## PROBLEM TO SOLVE
Copy the rows below word for word, from the line containing "Objective — one point per instance of the taillight" through the last line of the rows.

==*==

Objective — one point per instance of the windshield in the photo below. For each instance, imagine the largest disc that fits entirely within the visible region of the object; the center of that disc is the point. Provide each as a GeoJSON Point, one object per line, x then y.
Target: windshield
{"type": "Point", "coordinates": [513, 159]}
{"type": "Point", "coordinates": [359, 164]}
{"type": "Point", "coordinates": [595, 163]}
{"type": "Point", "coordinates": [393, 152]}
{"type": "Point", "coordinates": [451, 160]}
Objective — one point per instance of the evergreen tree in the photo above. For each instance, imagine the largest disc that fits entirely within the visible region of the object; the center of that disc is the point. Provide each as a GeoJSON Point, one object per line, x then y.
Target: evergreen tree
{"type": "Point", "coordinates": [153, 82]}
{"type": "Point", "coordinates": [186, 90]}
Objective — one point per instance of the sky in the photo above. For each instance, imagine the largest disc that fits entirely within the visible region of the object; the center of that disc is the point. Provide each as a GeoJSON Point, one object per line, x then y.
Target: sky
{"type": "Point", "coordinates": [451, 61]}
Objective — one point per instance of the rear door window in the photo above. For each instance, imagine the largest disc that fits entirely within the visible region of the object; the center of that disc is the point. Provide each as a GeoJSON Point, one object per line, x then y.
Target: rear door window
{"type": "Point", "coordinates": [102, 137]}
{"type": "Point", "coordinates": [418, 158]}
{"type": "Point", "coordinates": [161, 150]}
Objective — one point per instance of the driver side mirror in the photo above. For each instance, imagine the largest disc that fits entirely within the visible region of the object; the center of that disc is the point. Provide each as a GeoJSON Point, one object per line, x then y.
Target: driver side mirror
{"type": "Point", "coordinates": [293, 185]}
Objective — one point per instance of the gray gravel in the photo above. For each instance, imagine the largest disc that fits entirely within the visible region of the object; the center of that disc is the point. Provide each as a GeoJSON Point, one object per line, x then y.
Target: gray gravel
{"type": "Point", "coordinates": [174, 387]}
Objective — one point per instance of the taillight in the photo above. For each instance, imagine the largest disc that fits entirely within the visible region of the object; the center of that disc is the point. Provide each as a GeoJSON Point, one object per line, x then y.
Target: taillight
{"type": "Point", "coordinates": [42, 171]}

==*==

## EXERCISE ANSWER
Objective — one point per instance of the taillight in the photo above. For each instance, imagine the largest disc that fits entirely within the visible region of the object; the center of that disc is the point. Provide each as a GeoJSON Point, one object per line, x then y.
Target: taillight
{"type": "Point", "coordinates": [42, 171]}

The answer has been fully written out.